Prompt — Your response must be the entire set of entries, reproduced word for word.

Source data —
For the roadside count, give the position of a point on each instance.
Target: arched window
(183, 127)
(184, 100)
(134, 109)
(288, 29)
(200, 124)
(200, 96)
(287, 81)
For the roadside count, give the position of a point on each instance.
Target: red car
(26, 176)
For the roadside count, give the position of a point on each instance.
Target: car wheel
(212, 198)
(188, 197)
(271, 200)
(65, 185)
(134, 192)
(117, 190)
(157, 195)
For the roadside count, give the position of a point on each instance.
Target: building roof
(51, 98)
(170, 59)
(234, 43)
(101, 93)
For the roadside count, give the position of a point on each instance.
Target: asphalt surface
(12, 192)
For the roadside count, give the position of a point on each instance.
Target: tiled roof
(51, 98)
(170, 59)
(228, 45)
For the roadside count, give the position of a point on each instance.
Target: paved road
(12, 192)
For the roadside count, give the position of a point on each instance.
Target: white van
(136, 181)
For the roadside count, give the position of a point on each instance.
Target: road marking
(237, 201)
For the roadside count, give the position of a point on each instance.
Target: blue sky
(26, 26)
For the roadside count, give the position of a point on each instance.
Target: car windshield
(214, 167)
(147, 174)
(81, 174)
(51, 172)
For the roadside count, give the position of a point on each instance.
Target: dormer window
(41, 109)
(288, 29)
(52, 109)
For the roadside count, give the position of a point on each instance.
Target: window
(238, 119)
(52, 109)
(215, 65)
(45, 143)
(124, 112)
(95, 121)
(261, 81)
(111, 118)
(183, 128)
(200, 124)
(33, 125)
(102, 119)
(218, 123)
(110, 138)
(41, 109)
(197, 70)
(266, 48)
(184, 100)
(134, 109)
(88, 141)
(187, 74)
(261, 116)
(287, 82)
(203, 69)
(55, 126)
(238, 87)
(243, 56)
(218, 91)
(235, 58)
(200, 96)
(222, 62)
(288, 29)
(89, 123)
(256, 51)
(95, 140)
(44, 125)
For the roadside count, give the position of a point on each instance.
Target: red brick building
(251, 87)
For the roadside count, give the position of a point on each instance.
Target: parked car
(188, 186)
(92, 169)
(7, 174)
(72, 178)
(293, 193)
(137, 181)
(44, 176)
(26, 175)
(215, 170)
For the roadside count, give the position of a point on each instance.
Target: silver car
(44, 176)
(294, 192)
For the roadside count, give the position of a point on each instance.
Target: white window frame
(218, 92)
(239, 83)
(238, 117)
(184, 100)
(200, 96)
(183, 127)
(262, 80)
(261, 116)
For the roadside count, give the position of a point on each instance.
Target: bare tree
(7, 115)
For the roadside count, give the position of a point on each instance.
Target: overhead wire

Exercise answer —
For the roadside count, give the position of a point on each instance.
Target: arched window
(183, 127)
(184, 100)
(134, 109)
(288, 29)
(200, 124)
(200, 96)
(287, 81)
For the roadside count, give the position of a point on each instance.
Target: red car
(26, 176)
For the roadside count, give the position of a point on each instance.
Target: car wheel
(212, 198)
(188, 197)
(271, 200)
(65, 185)
(134, 192)
(117, 190)
(157, 195)
For the roadside count, give the position of a point on each instance.
Target: building roof
(51, 98)
(170, 59)
(234, 43)
(101, 93)
For the roadside count, give the position of a point on each instance.
Target: asphalt surface
(12, 192)
For the roadside count, give the position of a point on each instance.
Target: tiled roof
(51, 98)
(170, 59)
(228, 45)
For the roadside count, give the position of a point on each instance.
Target: paved road
(12, 192)
For the roadside count, give the position of a point on each instance.
Target: white van
(136, 181)
For the roadside count, give the position of a point on each instance.
Target: road marking
(237, 201)
For the roadside count, give the position of a point on each instance.
Target: blue sky
(26, 26)
For the roadside count, give the position of a point on each instance.
Target: car windshield
(214, 167)
(147, 174)
(81, 174)
(51, 172)
For the roadside count, give the position of a point on each instance.
Target: dormer window
(41, 109)
(288, 29)
(52, 109)
For the roadside count, give the position of a point on each instance.
Target: window
(238, 119)
(52, 109)
(215, 65)
(45, 143)
(124, 112)
(95, 121)
(261, 81)
(111, 118)
(183, 128)
(200, 124)
(33, 125)
(102, 119)
(218, 123)
(110, 138)
(41, 109)
(197, 70)
(266, 48)
(184, 100)
(134, 109)
(88, 141)
(187, 74)
(261, 116)
(287, 82)
(203, 69)
(55, 126)
(238, 87)
(243, 56)
(218, 91)
(235, 58)
(200, 96)
(222, 62)
(288, 29)
(89, 123)
(256, 51)
(95, 140)
(44, 125)
For the roadside count, give the position of a point on each instance.
Target: red brick building
(251, 87)
For the roadside count, give the position of a point on each instance.
Target: parked car
(188, 186)
(92, 169)
(7, 174)
(72, 178)
(293, 193)
(137, 181)
(44, 176)
(26, 175)
(215, 170)
For the roadside count, give the position of a point on each instance.
Target: silver car
(44, 176)
(294, 192)
For the roadside count, give the position of a point on each instance.
Target: white window frame
(218, 92)
(239, 83)
(238, 117)
(184, 100)
(200, 96)
(183, 127)
(262, 80)
(261, 116)
For the roadside count, give the position of a point on each instance.
Target: bare tree
(7, 115)
For the roadside count, give the position of a point on each instance.
Target: overhead wire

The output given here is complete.